* _Exercise instructions_
The answer must be one number: how many lines of the records contain "distant".
BEGIN Provided data
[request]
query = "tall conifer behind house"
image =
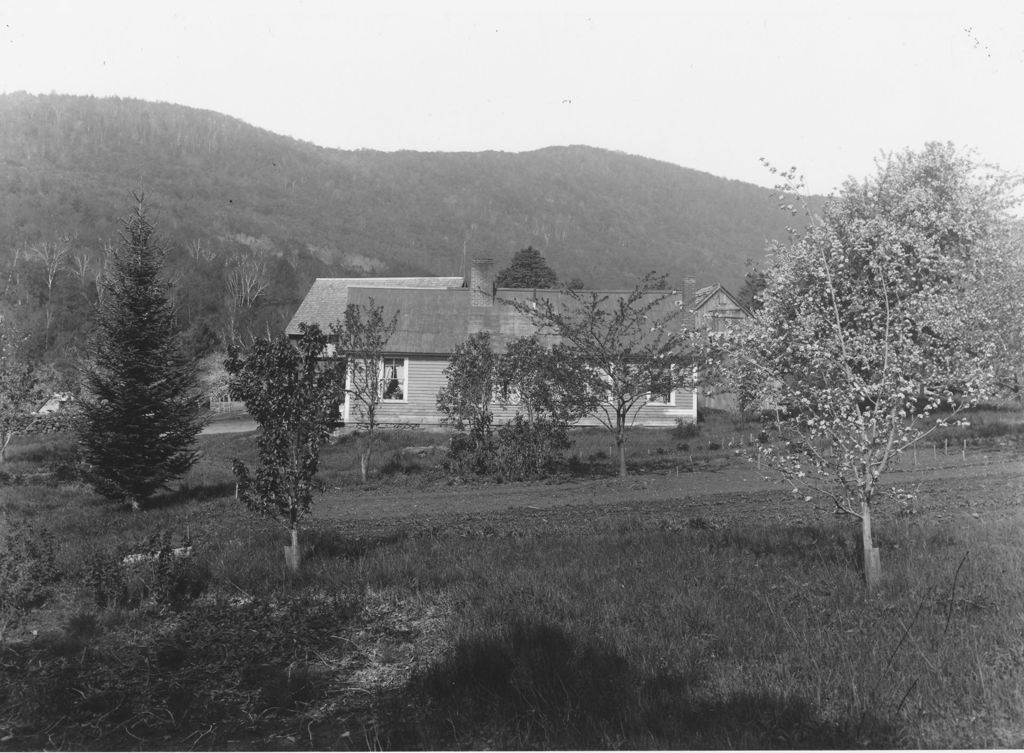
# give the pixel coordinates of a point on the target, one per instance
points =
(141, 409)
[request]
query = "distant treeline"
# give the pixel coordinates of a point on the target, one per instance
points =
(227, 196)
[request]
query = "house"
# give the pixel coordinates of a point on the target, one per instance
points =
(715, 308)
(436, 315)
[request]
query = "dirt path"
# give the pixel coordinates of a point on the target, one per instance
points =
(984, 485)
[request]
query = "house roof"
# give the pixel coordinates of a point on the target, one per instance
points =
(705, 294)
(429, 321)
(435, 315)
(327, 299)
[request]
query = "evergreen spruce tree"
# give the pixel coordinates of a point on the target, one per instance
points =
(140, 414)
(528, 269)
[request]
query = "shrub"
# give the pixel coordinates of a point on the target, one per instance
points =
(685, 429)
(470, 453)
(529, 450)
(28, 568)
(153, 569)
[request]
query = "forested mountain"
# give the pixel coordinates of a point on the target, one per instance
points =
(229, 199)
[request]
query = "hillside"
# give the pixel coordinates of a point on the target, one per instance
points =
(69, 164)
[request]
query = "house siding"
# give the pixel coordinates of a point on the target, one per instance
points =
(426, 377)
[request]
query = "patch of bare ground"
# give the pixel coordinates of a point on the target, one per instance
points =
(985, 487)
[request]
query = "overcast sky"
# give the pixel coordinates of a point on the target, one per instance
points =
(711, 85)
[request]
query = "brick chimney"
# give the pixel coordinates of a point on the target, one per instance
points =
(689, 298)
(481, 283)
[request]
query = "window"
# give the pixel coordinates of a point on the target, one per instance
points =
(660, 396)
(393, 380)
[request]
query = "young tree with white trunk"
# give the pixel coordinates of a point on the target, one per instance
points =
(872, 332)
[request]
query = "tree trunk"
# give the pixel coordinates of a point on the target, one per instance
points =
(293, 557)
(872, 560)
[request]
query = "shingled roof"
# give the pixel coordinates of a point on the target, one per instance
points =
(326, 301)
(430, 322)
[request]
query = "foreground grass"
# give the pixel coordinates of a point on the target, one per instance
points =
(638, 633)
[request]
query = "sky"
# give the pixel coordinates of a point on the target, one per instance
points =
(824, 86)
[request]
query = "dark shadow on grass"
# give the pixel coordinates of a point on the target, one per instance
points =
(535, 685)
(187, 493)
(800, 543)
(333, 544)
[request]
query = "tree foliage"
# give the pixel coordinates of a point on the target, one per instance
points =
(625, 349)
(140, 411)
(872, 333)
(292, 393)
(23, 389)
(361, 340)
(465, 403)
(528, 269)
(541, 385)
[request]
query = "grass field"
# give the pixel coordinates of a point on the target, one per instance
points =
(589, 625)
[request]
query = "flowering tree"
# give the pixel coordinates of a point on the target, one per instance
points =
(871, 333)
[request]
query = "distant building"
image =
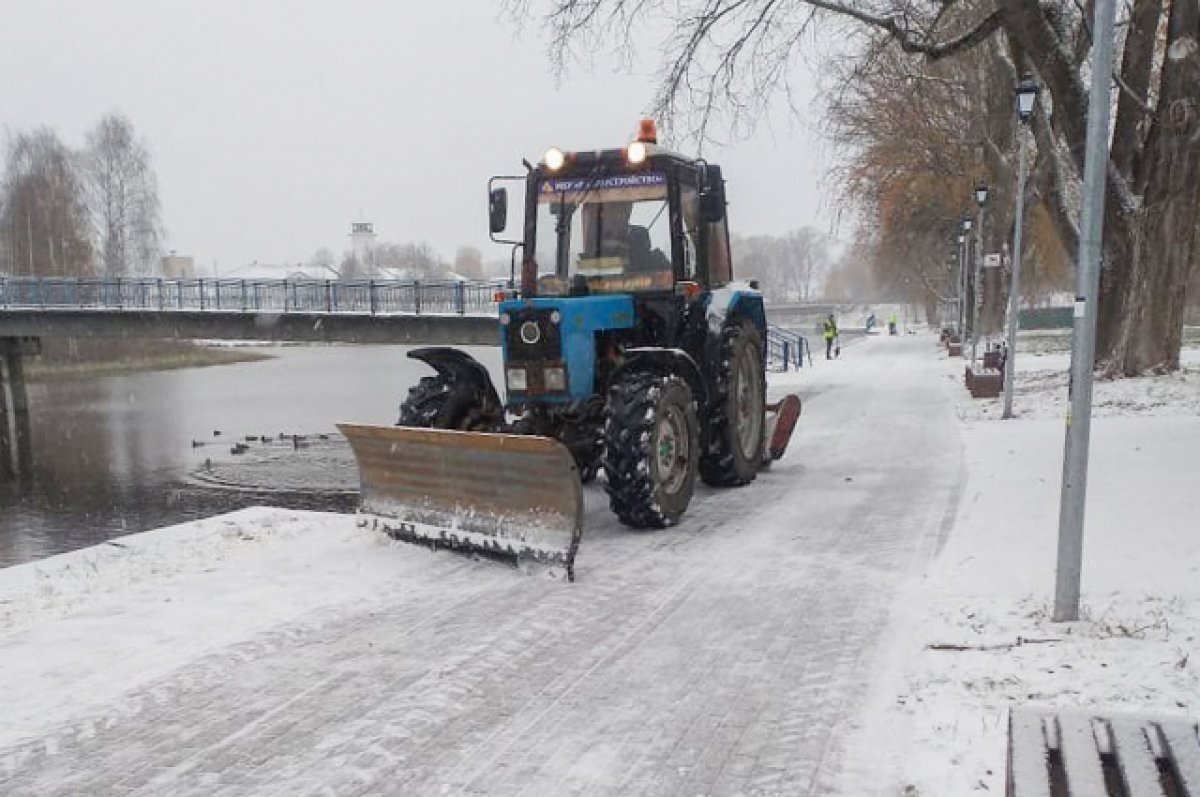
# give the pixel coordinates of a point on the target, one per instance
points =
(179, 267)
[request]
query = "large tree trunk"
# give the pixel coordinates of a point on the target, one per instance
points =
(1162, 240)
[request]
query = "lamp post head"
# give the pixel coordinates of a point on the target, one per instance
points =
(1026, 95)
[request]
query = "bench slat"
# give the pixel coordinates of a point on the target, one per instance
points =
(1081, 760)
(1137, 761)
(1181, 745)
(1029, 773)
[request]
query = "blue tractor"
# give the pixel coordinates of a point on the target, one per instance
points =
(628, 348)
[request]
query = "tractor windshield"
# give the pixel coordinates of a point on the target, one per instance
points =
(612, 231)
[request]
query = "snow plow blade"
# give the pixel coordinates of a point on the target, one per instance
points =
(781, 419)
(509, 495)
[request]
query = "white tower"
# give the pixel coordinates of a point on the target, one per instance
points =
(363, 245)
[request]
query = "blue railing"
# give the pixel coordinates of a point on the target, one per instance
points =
END Provided data
BEGIN Provided data
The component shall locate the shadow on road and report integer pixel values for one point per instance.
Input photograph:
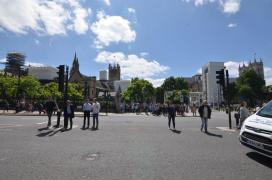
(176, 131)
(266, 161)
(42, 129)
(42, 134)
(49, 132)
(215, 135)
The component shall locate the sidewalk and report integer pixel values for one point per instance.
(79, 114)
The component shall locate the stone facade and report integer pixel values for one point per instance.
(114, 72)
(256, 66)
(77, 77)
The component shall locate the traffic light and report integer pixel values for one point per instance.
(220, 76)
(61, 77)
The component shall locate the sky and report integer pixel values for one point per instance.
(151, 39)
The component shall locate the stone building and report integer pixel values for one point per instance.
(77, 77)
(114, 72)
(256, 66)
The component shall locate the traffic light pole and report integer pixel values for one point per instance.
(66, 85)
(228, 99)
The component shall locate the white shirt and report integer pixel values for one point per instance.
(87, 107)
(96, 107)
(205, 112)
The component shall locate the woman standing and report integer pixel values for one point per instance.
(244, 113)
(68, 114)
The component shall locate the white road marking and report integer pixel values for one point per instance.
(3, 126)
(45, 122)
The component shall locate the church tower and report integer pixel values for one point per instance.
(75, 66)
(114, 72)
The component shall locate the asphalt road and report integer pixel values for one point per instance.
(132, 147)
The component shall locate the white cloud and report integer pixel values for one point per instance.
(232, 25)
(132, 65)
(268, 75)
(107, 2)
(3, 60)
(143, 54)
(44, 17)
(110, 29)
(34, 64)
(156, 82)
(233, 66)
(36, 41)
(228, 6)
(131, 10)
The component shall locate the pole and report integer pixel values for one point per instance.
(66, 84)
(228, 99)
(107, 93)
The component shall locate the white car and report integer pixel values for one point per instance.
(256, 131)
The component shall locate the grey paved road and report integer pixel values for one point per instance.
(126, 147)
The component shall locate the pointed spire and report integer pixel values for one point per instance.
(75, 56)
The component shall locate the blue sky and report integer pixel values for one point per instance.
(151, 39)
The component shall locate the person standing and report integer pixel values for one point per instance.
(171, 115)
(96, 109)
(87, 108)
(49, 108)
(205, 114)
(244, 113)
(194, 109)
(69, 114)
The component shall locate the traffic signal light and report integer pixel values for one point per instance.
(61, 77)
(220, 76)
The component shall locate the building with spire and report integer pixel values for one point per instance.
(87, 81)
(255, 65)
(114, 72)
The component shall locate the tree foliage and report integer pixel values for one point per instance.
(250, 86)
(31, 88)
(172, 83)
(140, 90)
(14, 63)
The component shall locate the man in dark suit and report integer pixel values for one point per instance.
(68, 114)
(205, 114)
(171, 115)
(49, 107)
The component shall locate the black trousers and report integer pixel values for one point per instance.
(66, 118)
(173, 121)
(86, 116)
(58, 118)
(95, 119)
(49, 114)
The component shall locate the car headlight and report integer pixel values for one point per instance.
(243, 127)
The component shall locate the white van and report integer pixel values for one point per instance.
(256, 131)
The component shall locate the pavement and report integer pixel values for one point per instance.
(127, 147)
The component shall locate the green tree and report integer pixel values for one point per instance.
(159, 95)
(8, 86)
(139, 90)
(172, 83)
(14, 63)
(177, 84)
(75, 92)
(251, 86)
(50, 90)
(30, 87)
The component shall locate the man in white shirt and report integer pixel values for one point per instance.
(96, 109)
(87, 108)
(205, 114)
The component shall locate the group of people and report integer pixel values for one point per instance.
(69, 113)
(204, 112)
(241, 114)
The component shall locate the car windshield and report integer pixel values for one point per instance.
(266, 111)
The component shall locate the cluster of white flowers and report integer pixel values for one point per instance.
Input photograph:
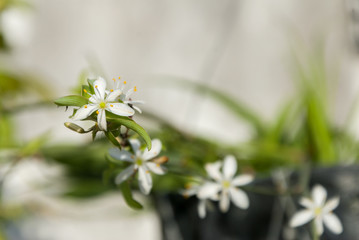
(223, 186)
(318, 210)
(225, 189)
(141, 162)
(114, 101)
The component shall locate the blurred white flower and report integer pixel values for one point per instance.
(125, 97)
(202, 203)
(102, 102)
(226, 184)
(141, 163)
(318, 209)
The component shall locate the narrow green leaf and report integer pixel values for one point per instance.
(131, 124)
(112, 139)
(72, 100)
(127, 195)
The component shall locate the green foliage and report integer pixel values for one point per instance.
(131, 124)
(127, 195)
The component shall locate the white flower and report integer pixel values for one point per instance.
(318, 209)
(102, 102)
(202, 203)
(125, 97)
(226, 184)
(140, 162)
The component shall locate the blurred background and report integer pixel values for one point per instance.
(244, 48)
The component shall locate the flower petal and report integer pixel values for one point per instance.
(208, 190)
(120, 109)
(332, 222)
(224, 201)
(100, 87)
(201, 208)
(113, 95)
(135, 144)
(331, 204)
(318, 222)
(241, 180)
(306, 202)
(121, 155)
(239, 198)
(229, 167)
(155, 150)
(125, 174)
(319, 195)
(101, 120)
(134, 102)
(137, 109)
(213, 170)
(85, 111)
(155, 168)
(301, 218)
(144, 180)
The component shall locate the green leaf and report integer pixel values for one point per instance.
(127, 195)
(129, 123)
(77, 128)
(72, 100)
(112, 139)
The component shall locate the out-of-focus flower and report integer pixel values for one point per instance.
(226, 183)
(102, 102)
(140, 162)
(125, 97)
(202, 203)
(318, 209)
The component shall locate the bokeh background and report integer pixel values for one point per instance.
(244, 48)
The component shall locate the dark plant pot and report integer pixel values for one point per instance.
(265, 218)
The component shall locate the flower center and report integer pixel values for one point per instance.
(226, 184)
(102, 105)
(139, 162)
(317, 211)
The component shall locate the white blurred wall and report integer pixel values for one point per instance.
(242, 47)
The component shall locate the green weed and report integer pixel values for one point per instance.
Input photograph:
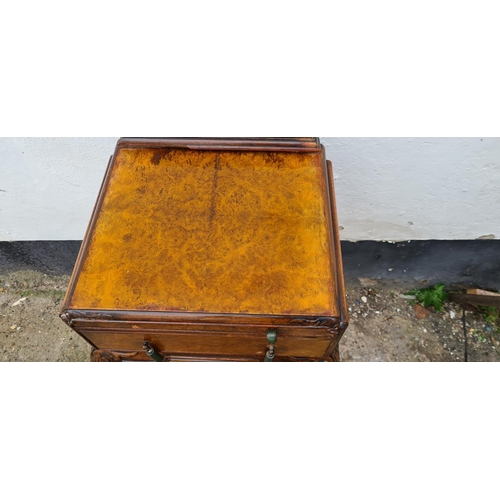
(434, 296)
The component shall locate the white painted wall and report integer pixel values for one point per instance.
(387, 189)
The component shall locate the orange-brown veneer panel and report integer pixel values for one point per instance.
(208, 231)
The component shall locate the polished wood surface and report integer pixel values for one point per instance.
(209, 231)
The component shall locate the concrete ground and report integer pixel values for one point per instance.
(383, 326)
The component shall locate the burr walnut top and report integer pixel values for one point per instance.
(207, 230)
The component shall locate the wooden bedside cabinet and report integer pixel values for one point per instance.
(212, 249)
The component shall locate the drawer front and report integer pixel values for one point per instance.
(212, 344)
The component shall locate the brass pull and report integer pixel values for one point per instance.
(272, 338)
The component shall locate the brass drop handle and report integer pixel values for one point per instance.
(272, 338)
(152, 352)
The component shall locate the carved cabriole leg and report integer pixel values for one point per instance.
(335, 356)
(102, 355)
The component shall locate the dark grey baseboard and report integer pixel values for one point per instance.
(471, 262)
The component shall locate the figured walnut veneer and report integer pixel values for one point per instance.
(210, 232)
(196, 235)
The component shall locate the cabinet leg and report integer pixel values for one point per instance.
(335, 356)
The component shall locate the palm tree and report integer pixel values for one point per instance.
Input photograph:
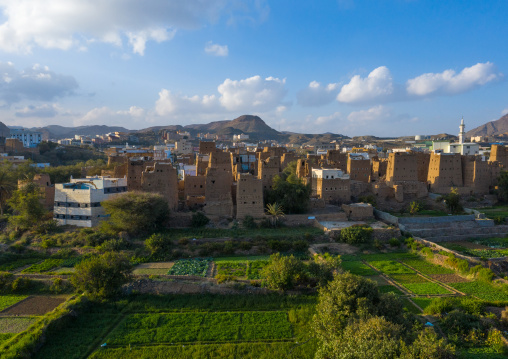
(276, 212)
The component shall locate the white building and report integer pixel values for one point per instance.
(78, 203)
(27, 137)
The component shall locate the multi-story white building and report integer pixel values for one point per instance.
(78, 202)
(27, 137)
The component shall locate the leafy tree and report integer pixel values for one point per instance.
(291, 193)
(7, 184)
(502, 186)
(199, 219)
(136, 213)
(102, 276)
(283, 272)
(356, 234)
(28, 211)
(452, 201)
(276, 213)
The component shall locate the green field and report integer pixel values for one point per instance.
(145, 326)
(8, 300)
END Provided data
* _The answer_
2